▶ [Exercise aim]: Each record that follows should be duplicated exactly, except for its pictures.

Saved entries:
=== Begin Enclosure ===

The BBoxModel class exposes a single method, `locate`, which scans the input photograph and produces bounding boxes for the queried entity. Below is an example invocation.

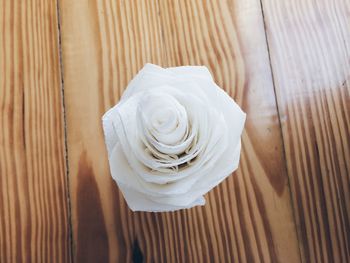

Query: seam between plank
[55,1,74,262]
[258,1,304,262]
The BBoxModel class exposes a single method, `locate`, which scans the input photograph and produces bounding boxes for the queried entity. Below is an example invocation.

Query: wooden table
[1,0,349,262]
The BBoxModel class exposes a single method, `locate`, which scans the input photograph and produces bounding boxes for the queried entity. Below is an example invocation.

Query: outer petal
[167,65,213,81]
[119,183,205,212]
[109,142,205,211]
[197,80,246,178]
[121,64,175,101]
[102,104,120,156]
[122,64,212,101]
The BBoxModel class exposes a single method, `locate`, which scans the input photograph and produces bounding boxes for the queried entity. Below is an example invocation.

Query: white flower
[102,64,246,212]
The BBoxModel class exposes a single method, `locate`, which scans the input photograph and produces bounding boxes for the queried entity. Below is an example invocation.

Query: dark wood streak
[247,159,278,262]
[242,176,265,261]
[111,183,128,262]
[76,150,109,263]
[132,239,144,263]
[233,176,255,262]
[316,148,336,262]
[11,1,23,261]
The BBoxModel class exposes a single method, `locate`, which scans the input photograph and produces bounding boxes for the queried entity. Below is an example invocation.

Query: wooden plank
[59,0,300,262]
[261,0,350,262]
[58,2,164,262]
[0,0,71,262]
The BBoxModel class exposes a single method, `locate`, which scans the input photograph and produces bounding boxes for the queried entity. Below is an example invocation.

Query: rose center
[151,108,177,133]
[138,91,189,146]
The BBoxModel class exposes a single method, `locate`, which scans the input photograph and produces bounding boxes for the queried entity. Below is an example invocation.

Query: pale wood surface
[59,0,300,262]
[262,0,350,261]
[1,0,349,262]
[0,0,71,262]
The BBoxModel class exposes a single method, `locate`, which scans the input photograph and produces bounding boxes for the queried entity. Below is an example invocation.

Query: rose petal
[109,142,206,206]
[119,182,205,212]
[167,65,213,81]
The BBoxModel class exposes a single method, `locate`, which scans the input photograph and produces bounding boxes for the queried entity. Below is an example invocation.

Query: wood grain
[59,0,300,262]
[262,0,350,262]
[0,0,71,262]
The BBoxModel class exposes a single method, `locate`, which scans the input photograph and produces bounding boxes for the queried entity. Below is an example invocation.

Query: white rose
[102,64,246,212]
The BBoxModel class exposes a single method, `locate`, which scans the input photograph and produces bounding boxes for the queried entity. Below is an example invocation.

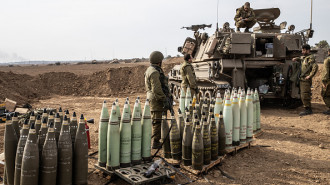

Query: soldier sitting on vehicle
[220,22,234,33]
[234,2,257,33]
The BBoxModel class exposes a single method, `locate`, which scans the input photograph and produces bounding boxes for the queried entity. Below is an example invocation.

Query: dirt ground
[0,60,329,184]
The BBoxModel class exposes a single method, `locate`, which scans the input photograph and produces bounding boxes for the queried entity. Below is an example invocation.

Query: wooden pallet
[253,130,263,138]
[180,139,256,175]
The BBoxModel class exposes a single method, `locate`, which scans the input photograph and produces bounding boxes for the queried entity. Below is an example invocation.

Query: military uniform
[180,60,198,98]
[321,56,330,111]
[234,6,257,29]
[145,56,171,147]
[295,54,318,108]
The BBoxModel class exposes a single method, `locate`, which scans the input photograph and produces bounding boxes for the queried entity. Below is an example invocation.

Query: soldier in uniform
[321,49,330,115]
[234,2,257,33]
[181,54,198,98]
[145,51,172,149]
[292,44,318,116]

=== End Enclosure ===

▶ [Exercise result]:
The BBoxModel class exposes a single method, `locate`, which scans the input photograph and produces bounding boxes for the queried entity. Below is an example invocation.


Query: seam between plank
[55,1,74,262]
[258,1,304,262]
The BBoxModel class exposes a single method, `locate`, which scans the input photograph and produces bounding boxes for the queried entity. Below is an example invocation.

Query: wooden table
[1,0,349,262]
The BBoxModel class exposes a single method, `locate`, which scans the input photograph and produces bounding boxes for the queried entity. Below is an example invocation.

Query: outer petal
[167,65,213,81]
[119,183,205,212]
[109,142,205,211]
[197,80,246,178]
[121,64,175,101]
[102,104,120,156]
[122,64,212,101]
The BBoxModel class exposes a single method, `locate`, which scans the input photograph and produces bounding boxes for the queried entity. Below is an example invocation.

Query: white flower
[102,64,246,212]
The BBoxModel class exposes a single method, `locate`, which scans the input photograph and produces bounding boxes for the queried entity. Below is an example invocation.

Query: dark wood streak
[247,159,278,262]
[242,176,265,261]
[111,183,128,262]
[76,150,109,263]
[132,239,144,263]
[233,176,255,262]
[316,148,336,262]
[11,1,23,261]
The BBoxModel class exposes a single method, `locate`, which scans the input photograph and produces bounding boxes for the queried entity. Below is an example invocation.

Query: wooden plank
[59,0,300,262]
[261,0,350,262]
[58,2,164,262]
[0,0,71,262]
The BBoxModel class exposes a single method, `locate`, which scans the input photograph and produces bounding boxes for the queried entity. Below is an example invocation.

Query: rose center
[151,108,177,133]
[138,91,189,146]
The BBoxModel class exposes a single method, `locate`, which scans the input photograph and produces bounding boxes for the queried entity. Below is an example invocation.

Query: pale wood surface
[59,0,300,262]
[262,0,350,261]
[1,0,349,262]
[0,0,71,262]
The BBoxModel class exposes a single method, `locate`, which scans the input photograph and produces bounding boxes for the queried entity. Below is an example invocation.

Query: rose petal
[109,142,206,206]
[119,182,205,212]
[167,65,213,81]
The BBoxModel class exposes a single method, `locate`, which scans the input photograph and produces bounding boxes for the queried entity. Below is an example invocation.

Query: wood grain
[59,0,300,262]
[262,0,350,262]
[0,0,71,262]
The BBoxModel class exposes a single method, `locate`, which scans the input photograph and produces bounding boxes for the queried entity. Below is an example invocation.

Query: white rose
[102,64,246,212]
The BBoxModel class exposes a single method, `locate`, which scans the input photograph and produces bounding boxes for the queried entity. Below is an example invocation.


Query: soldier sitting on vehicle
[220,22,234,33]
[234,2,257,33]
The BBoxModel class exposes a single method, `locate`, which scans the input photograph and produces bounding boxes for the queried entity. Below is an example invocation.

Query: dirt ground
[0,60,329,184]
The BBoxModel class exposes a single method, `locate`, which scans the input photograph and produces bounding boxes for the queried entity. Below is an example invocation.

Query: wooden pallet
[253,130,263,138]
[180,139,256,175]
The BBoxModel class exposes a single method, `locate`, which scans the input photograph and produces bounding boxes for the queried entity. Below is an example invocation.

Query: military uniform
[180,60,198,98]
[321,56,330,111]
[234,6,257,29]
[145,56,171,147]
[295,54,318,108]
The BBoxModel class exposes a single method, `locate`, which scans the input photograph and produces bounding boxes for the queried entity. Below is an example invocation.

Query: soldier in uniform
[321,49,330,115]
[234,2,257,33]
[181,54,198,98]
[145,51,172,149]
[292,44,318,116]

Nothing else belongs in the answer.